Eva Lamacque de Vitray naquit en 1909
près de Paris dans une famille catholique issue de la moyenne bourgeoisie. Très
jeune, elle éprouvait un ardent besoin
de vivre des expériences de nature spirituelle. Elle avait le pressentiment
d’être venue sur terre avec quelque chose en elle qu’elle portait depuis
longtemps. Elle réussit brillamment sa licence de droit et s’orienta
vers un doctorat de philosophie avec un sujet centré sur Platon (424 av.
J.-C.-348 av. J.-C).
Avec la naissance de son premier fils puis l’épreuve de la guerre
qu’elle vécut dans la semi-clandestinité du fait des origines juives de son
mari engagé dans la Résistance, les travaux d’Eva de Vitray, épouse
Meyerovitch, sur la symbolique platonicienne furent suspendus pendant près de
10 ans. Au retour de la guerre, elle réussit le concours d’administratrice au
CNRS. Alors qu’elle était directrice par intérim du pôle « Sciences
humaines », elle fut subjuguée par la découverte des ouvrages de Mohammed
Iqbal (1877-1938). Suite à cette lecture et après une période d’investigation
personnelle, elle choisit de devenir musulmane à l’âge de 45 ans. Elle publia
peu après, avec l’aide de l’UNESCO, la traduction en français de l’ouvrage
majeur d’Iqbal, Reconstruire la pensée
religieuse de l’islam, avec une préface de celui à qui elle faisait part de
tous ses questionnements spirituels, le grand islamologue Louis Massignon
(1883-1962).
Si Eva de Vitray-Meyerovitch fit le choix de devenir musulmane, c’est
avant tout parce qu’elle ressentait une familiarité intime avec l’islam, et
notamment avec la doctrine de l’Unité (tawhid).
Elle fut profondément touchée par l’œuvre du poète soufi Djalâl ud-dîn Rûmî
(1207-1273) et entreprit l’apprentissage de la langue persane pour avoir accès
aux textes originaux. Elle abandonna le projet de thèse sur Platon et s’orienta
vers l’étude de la mystique musulmane à travers l’itinéraire et l’œuvre de
Rûmî. Ce travail fut consacré par la soutenance en 1968 de sa thèse sous le
titre Thèmes mystiques dans l’œuvre de
Djalâl ud-Dîn Rûmî.

• **Entrées fournies**
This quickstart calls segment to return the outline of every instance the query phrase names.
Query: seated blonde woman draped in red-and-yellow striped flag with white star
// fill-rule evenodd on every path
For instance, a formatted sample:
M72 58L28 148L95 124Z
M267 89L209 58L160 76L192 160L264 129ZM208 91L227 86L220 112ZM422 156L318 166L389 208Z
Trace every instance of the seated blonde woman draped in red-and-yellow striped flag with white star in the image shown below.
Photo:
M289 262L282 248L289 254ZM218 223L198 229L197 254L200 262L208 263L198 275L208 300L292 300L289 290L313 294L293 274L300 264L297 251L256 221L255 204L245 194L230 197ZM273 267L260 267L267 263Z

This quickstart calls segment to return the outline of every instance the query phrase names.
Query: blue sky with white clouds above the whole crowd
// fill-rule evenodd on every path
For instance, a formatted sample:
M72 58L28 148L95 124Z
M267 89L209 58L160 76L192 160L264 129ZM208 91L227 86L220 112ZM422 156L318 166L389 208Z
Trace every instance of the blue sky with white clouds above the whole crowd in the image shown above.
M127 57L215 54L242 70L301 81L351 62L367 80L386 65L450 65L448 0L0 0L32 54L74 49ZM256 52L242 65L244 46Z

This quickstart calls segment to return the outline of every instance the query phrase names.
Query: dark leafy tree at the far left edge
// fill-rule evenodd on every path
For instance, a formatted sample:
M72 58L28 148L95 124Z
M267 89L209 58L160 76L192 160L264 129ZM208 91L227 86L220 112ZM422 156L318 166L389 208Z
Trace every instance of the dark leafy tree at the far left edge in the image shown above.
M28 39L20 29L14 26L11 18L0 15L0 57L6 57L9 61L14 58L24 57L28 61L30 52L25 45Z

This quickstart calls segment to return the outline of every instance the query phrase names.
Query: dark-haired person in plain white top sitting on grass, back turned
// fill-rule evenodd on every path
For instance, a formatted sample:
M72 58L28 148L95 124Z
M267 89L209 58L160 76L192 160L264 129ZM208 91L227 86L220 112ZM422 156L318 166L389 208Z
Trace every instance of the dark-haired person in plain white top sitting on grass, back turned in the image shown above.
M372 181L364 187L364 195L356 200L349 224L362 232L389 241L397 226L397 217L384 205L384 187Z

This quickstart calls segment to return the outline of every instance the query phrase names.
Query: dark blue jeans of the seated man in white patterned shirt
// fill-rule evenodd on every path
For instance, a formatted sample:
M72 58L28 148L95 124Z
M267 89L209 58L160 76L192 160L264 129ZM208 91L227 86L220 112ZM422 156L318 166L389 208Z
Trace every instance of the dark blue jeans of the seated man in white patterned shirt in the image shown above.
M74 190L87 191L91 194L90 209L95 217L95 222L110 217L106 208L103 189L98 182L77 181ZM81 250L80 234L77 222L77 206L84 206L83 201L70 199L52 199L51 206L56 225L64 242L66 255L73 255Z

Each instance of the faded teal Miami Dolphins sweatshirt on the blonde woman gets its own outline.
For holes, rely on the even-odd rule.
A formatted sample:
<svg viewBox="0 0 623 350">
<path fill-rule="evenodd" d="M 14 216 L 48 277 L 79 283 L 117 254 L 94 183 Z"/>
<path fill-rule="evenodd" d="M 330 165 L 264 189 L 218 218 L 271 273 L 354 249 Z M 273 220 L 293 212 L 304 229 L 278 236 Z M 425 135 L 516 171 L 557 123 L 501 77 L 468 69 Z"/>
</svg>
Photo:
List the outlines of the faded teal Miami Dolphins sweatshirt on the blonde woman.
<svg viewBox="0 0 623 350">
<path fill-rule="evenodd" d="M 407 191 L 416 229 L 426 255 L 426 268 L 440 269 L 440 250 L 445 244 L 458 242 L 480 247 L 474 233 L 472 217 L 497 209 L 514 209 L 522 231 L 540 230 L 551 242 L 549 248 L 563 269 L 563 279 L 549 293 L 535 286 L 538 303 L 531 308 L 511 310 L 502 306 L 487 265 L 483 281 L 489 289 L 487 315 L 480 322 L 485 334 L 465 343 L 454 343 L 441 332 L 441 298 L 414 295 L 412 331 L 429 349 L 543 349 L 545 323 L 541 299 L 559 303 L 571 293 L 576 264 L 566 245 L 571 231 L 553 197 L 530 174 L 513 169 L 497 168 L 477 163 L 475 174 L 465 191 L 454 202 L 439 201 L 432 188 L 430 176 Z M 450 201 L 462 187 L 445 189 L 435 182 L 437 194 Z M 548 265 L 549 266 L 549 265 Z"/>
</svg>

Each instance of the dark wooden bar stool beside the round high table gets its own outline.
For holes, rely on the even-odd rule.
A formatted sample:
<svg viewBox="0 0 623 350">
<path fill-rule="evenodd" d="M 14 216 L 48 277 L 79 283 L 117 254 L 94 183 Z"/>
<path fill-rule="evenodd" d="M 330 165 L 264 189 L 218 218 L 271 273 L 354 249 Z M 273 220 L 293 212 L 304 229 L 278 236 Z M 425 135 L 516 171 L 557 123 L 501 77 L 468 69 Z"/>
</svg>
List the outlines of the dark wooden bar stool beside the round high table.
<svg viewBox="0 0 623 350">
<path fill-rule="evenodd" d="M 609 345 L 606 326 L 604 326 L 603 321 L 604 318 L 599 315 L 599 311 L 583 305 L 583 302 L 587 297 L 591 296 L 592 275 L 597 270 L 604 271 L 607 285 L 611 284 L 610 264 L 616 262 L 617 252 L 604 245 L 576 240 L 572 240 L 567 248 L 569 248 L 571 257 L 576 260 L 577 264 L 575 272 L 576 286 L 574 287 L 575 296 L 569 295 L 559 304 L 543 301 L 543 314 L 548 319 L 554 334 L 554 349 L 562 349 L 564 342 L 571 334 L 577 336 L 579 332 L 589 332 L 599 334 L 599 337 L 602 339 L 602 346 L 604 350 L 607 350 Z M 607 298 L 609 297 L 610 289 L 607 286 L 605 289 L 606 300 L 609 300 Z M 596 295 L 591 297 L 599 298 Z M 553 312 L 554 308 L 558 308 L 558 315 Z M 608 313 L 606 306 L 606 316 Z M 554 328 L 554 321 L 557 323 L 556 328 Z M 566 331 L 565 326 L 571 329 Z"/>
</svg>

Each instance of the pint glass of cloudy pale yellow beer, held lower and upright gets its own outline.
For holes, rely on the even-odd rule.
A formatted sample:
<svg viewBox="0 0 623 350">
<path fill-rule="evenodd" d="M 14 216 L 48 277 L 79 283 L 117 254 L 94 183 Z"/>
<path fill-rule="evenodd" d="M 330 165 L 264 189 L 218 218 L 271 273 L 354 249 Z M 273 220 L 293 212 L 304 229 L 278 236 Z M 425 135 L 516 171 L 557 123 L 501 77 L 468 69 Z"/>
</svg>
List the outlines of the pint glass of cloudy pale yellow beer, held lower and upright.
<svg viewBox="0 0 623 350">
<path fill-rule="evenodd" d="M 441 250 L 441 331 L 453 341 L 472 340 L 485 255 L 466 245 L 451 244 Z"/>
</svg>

• **Travail demandé**
Poursuivez le texte sur Eva de Vitray-Meyerovitch juste après sa dernière phrase.

• **Réponse rédigée**
Peu après la publication de sa thèse, Eva de Vitray-Meyerovitch fut nommée
professeur de religions comparées à la prestigieuse Université al-Azhar du
Caire où elle séjourna pendant cinq ans. Elle effectua le pèlerinage à la
Mecque et, de retour en France, se plongea quasi-exclusivement sur les
traductions et les commentaires de l’œuvre de grands auteurs soufis. Elle
publia jusqu’à sa mort plus d’une trentaine d’ouvrages, incluant textes
originaux et traductions de l’anglais ou du persan. Parmi les traductions, on
peut citer Le livre du dedans de
Rûmî, Les secrets du soi de Muhammad
Iqbal ou La roseraie du mystère de
Shabestari. Concernant les ouvrages personnels, Anthologie du soufisme, Rûmî
et le soufisme, Jésus dans la tradition soufie et La prière en islam retiennent plus particulièrement l’attention.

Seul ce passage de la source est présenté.